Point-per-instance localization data
[Start of Attachment]

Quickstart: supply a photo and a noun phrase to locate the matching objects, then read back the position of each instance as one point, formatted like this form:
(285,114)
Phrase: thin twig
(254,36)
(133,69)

[End of Attachment]

Your task: Go through the records and output them all, word for word.

Exercise output:
Quickstart: supply a photo and a noun phrase to locate the matching objects, then read back the position of each instance as one point, formatted like this form:
(285,114)
Phrase: thin twig
(254,36)
(133,69)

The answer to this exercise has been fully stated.